-- EXERCISE BRIEF --
Your task is to repeat the lines below exactly, excluding any pictures they contain.

++++++

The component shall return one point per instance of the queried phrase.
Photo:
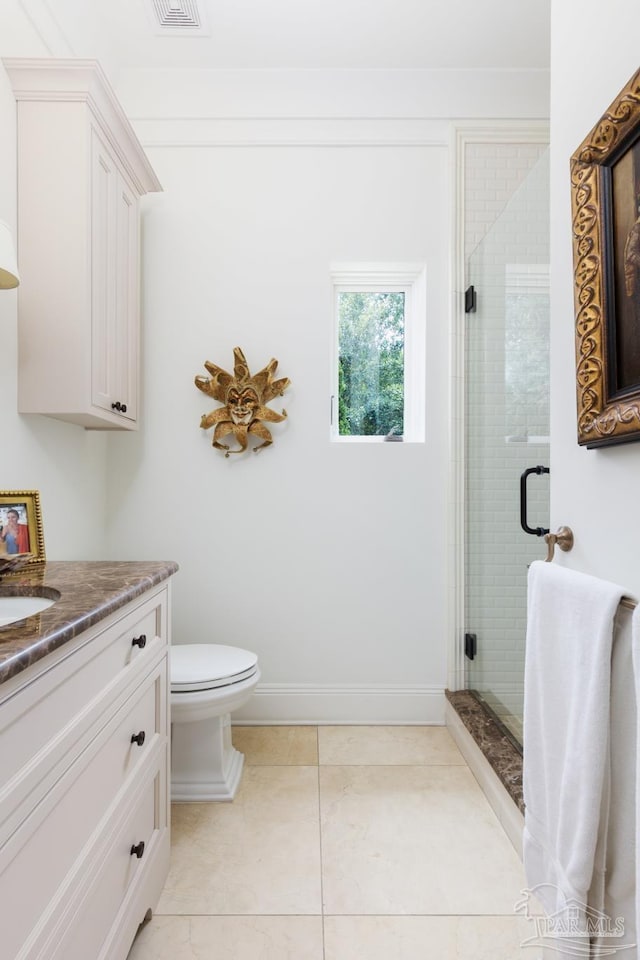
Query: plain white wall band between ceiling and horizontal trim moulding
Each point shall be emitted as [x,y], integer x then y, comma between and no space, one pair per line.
[347,94]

++++++

-- WRITTEN REPLY --
The component shall return one point per instance of the queried phrase.
Photo:
Query: plain white wall band between ceiling and horizontal trim moulding
Each point shall be emitted as [x,y], integer x then y, comma between and no space, one pair per line.
[347,94]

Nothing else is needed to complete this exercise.